Exercise 1 => Reproduce the stretch of the chip-industry discussion from "Lots of cheap(er)" through "to maintain share).".
Exercise 2 =>
Decide whether each statement agrees with the chip-industry discussion, answering yes or no and quoting the words that settle it.
(a) The report mentioned was written by analysts at Jefferies Group.
(b) Distributors quote lead times of under six months.
(c) The chips described as being in crazy demand are built on 5nm processes.
Exercise 3 =>
Answer these questions from the chip-industry discussion.
(a) What do the STMicroelectronics chips cost, and for how much do scalpers sell them?
(b) Which product is given as an earlier example of manufacturers having bumper years?
(c) What did one commenter recently buy at knockdown prices?

Extract to read =>

Good news?
Lots of cheap(er) shiny shiny on the way?
The chip industry is on course for an inventory correction in the second half of 2022 or early 2023 with steep inflation, signs of end-user demand slowing, and companies building stockpiles among the causes. This is according to a report from analysts at Jefferies Group, which advises investors on where to place their bets. …
Components may become cheaper, but I doubt that finished goods will, or if they do, it won't be to do with the cheaper components, but with poor consumer demand (companies will really want higher margins on lower volumes, but may drop prices just to maintain share).
We've seen this type of thing before. Manufacturers have bumper years because of some external event, and then expect that subsequent years will be the same even after the event stops. We saw this with flat-screen TVs when TV switched from analogue to digital, and we're seeing it again because of the skewed market Covid caused.
It's interesting looking at sites like ebay to see what bargains can be had. Companies appear to be dumping systems into the second-user market because they've suddenly got more IT equipment of various types than they need. I've recently bought a couple of Windows terminal/lightweight clients (to become low-power *ix systems) and some monitors at knockdown prices.
The difference is that nobody believes Gartner, not the people paying for the research and definitely not the people reading it. Nobody knows why anybody still pays them
The 'chief economist' of XYZ bank goes on CNN to tell the public something in the definite hope that enough people will believe it and act on it to change the price in the banks favour. If this didn't work they wouldn't pay him.
Good luck buying chips from STMicroelectronics
These costing $11 are sold for $300+ from scalpers. Meanwhile distributors give lead times 52+ weeks, that keep getting extended.
People just buy whatever is available, often just in case.
These chips are build on old 40nm+ nodes. Why can't we build something like that in the UK?
There is crazy demand for these type of chips. No need for fancy 5nm processes.
Why can't we build something like that in the UK?
There's no reason you can't, but you don't make decisions like that based on situations like this where there is more demand than supply. You make them accounting for the entire business cycle, including the lean years where you are running below capacity and may be losing money.
>These chips are build on old 40nm+ nodes. Why can't we build something like that in the UK?

Records in a dataset:
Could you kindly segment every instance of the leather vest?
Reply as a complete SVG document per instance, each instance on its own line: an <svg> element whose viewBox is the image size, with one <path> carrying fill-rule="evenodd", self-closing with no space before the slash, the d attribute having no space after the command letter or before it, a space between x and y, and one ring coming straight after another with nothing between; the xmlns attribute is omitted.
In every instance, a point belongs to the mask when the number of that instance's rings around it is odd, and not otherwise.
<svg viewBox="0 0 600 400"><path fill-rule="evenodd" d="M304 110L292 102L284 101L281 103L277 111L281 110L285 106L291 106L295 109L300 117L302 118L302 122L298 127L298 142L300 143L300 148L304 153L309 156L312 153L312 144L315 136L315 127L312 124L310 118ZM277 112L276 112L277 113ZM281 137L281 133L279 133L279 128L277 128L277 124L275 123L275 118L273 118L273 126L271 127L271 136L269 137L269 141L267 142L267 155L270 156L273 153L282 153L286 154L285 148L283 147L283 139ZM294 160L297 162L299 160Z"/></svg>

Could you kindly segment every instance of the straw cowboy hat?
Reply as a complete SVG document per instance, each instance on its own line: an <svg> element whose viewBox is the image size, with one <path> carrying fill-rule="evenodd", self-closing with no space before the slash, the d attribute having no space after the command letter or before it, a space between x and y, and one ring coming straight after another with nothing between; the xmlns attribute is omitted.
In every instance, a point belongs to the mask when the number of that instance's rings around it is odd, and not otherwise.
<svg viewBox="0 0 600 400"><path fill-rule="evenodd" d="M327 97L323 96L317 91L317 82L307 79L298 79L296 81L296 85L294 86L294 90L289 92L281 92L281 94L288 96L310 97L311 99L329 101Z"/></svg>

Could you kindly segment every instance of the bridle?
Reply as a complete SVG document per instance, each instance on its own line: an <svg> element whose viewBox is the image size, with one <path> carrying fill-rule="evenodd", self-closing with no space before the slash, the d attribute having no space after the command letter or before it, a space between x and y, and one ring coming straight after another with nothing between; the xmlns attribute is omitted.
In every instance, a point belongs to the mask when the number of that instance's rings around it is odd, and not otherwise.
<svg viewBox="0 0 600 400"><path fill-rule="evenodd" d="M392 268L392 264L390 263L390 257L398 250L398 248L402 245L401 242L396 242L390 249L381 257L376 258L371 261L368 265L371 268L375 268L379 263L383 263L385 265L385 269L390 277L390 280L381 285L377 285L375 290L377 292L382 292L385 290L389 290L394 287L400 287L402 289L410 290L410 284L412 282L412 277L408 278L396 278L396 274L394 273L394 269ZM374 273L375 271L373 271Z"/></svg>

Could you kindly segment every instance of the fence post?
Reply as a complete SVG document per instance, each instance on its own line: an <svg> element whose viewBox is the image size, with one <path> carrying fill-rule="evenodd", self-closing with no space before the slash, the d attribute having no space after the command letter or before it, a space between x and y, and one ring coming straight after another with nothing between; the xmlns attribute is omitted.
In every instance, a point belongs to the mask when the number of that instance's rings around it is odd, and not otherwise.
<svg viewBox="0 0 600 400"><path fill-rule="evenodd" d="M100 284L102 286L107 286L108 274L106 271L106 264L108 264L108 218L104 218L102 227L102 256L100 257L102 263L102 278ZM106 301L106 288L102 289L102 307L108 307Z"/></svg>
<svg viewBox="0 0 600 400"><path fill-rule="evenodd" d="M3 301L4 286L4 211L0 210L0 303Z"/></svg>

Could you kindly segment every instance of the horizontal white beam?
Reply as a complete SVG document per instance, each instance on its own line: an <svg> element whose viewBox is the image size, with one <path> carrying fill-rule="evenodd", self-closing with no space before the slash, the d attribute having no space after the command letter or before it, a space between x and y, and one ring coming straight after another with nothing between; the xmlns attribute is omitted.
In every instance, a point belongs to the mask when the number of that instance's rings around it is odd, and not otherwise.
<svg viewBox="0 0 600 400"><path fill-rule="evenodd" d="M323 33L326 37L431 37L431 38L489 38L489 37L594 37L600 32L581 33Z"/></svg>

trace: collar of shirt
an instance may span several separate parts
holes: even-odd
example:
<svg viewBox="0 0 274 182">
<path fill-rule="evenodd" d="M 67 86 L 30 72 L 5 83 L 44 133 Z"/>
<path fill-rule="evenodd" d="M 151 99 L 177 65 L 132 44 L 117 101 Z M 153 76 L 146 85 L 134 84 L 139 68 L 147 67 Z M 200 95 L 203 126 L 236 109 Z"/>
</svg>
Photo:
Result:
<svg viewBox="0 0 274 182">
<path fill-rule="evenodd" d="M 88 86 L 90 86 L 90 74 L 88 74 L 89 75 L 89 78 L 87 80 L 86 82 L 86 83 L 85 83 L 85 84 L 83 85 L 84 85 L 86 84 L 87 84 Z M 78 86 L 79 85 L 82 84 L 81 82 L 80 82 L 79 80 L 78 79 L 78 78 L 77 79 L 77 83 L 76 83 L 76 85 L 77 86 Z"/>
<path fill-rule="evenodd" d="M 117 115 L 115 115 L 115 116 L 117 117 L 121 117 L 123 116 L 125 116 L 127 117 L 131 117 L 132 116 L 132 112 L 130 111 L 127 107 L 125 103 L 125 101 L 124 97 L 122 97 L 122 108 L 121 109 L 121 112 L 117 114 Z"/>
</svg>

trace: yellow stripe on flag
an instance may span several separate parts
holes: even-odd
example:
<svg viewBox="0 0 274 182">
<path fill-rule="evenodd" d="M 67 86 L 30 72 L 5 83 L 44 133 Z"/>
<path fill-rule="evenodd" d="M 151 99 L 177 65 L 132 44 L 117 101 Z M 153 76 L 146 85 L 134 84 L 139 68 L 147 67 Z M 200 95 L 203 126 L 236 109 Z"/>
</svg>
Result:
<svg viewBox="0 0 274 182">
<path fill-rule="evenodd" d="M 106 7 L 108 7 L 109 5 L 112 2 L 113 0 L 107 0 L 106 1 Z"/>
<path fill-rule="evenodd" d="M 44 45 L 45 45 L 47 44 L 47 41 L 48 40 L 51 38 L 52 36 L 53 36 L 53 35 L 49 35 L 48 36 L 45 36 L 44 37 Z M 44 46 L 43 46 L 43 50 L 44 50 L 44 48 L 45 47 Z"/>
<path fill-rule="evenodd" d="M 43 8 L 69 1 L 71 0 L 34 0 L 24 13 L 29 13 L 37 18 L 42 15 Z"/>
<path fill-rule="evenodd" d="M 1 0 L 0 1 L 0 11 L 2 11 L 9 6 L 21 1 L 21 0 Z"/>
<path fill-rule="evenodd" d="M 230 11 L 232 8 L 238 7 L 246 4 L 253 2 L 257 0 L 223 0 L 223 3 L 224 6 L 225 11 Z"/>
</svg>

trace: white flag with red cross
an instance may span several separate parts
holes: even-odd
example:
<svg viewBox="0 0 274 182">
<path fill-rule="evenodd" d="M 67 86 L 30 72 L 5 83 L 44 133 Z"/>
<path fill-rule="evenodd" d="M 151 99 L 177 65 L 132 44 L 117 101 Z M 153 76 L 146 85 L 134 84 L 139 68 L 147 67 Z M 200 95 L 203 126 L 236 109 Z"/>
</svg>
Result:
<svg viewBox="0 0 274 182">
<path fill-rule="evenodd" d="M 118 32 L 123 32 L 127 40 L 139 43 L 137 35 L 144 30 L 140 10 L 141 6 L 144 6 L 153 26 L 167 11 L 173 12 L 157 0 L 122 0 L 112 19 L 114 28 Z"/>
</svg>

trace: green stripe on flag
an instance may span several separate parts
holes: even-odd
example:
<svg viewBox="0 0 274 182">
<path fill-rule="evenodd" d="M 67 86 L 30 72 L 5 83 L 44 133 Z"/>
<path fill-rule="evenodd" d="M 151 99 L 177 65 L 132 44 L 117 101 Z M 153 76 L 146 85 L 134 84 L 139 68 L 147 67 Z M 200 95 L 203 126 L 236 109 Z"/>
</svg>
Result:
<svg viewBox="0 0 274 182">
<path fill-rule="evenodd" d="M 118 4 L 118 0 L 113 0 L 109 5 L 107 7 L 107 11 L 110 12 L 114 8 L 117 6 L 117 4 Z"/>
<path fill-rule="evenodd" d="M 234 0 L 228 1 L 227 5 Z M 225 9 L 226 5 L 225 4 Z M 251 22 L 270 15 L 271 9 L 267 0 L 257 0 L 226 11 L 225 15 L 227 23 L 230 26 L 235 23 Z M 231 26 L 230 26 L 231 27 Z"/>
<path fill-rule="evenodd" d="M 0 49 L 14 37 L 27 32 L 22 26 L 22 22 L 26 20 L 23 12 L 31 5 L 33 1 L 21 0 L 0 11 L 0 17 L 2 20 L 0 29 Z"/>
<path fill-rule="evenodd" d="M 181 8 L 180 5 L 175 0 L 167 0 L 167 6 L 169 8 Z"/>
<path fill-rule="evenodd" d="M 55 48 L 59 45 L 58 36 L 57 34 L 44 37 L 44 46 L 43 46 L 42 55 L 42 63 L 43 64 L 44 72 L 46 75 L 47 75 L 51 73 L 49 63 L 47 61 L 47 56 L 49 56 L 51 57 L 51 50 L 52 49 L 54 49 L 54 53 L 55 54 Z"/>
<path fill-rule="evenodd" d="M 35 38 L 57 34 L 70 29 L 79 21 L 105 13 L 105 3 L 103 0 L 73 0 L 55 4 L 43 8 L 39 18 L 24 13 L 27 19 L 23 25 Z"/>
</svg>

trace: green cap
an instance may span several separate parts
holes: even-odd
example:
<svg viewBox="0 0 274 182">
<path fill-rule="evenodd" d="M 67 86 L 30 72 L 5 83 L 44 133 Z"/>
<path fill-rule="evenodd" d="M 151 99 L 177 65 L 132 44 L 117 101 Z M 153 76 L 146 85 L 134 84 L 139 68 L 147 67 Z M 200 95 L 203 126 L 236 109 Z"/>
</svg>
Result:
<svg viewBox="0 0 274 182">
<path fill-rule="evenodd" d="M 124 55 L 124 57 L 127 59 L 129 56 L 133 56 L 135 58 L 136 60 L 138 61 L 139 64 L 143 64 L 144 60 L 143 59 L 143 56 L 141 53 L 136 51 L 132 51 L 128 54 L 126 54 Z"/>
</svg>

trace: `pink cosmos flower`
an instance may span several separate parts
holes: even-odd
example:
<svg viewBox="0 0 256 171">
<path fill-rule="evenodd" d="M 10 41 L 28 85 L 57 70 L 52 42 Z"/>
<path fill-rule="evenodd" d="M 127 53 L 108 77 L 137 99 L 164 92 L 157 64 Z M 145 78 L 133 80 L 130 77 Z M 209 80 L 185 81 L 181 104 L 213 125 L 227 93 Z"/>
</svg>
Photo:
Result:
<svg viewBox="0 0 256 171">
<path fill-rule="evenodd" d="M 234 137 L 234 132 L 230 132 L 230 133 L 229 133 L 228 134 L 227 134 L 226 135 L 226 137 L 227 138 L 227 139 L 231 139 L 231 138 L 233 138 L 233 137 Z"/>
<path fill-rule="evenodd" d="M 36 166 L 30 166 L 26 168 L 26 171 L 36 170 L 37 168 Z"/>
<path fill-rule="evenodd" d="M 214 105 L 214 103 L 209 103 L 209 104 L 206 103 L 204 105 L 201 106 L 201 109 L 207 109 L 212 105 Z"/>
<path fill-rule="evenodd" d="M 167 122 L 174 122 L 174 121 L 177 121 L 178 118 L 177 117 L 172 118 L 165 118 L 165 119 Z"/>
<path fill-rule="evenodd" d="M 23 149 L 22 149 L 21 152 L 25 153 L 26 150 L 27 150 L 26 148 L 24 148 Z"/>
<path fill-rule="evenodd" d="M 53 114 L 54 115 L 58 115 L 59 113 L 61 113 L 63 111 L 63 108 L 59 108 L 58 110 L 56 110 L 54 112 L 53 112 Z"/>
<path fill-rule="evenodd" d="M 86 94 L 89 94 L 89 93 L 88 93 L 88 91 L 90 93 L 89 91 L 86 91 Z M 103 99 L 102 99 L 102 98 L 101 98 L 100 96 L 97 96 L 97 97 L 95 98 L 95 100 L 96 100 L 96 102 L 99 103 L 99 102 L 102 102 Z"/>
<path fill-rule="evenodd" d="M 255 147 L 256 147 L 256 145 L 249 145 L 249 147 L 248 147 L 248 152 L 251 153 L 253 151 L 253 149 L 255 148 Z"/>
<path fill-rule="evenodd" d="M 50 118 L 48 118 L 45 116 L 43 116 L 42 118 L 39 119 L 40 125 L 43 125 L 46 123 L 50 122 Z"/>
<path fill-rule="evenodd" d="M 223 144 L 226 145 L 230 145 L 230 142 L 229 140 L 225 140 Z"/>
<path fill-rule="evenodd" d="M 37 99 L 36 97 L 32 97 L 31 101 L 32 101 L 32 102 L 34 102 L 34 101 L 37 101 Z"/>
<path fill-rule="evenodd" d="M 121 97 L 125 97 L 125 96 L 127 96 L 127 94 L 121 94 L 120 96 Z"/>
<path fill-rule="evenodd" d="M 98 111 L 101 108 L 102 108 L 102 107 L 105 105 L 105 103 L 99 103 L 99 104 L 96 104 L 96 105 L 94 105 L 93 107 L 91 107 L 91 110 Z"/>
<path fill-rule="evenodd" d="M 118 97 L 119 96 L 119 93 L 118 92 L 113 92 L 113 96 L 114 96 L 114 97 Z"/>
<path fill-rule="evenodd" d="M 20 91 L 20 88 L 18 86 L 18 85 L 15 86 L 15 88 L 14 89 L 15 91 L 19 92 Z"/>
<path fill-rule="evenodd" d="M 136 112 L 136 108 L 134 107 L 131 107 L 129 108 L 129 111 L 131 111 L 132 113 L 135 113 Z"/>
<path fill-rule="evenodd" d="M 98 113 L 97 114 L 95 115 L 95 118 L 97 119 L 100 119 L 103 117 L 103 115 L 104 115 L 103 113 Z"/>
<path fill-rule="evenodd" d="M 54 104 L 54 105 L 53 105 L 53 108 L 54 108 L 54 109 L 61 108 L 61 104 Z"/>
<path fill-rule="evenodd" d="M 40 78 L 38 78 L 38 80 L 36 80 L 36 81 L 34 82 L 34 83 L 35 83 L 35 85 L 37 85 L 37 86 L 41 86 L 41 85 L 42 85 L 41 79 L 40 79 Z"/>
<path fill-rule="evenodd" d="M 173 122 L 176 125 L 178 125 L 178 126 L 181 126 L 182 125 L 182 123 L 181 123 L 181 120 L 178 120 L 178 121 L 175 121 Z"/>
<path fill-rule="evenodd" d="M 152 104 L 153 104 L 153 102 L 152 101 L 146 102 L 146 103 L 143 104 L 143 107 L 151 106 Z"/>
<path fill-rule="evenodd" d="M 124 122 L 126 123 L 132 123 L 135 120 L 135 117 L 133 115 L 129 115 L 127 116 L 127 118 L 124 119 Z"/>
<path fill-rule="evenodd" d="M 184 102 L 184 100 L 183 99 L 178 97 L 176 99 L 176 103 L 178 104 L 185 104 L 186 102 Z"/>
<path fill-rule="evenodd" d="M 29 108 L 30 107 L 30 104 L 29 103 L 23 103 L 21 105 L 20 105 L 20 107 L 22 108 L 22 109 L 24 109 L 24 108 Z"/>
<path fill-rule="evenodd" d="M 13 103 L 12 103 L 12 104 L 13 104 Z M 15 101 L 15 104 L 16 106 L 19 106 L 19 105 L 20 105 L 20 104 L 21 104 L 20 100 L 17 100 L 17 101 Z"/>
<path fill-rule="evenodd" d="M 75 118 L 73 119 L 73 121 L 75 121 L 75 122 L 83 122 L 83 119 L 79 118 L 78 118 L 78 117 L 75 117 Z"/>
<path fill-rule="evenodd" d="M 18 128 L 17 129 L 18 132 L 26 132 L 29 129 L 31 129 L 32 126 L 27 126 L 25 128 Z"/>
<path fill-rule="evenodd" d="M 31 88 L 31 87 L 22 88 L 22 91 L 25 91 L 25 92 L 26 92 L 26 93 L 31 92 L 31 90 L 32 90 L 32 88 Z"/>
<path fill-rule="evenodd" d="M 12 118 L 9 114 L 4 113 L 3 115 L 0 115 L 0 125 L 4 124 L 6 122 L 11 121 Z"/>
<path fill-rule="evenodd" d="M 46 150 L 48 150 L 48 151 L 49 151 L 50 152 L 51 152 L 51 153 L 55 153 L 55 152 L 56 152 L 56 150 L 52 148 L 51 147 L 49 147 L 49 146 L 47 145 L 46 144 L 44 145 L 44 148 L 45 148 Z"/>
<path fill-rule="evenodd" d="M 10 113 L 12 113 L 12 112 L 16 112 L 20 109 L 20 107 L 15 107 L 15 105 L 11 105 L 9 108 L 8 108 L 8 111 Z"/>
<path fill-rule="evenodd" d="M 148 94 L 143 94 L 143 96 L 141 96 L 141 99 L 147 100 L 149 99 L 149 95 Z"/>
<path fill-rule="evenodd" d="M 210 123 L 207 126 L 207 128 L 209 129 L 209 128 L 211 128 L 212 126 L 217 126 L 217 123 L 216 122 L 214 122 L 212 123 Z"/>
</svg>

Worked solution 1 =>
Lots of cheap(er) shiny shiny on the way?
The chip industry is on course for an inventory correction in the second half of 2022 or early 2023 with steep inflation, signs of end-user demand slowing, and companies building stockpiles among the causes. This is according to a report from analysts at Jefferies Group, which advises investors on where to place their bets. …
Components may become cheaper, but I doubt that finished goods will, or if they do, it won't be to do with the cheaper components, but with poor consumer demand (companies will really want higher margins on lower volumes, but may drop prices just to maintain share).

Worked solution 2 =>
(a) Yes: "This is according to a report from analysts at Jefferies Group"
(b) No: "distributors give lead times 52+ weeks, that keep getting extended."
(c) No: "These chips are build on old 40nm+ nodes." and "No need for fancy 5nm processes."

Worked solution 3 =>
(a) They cost $11 and are sold for $300+ by scalpers.
(b) Flat-screen TVs, when TV switched from analogue to digital.
(c) A couple of Windows terminal/lightweight clients and some monitors.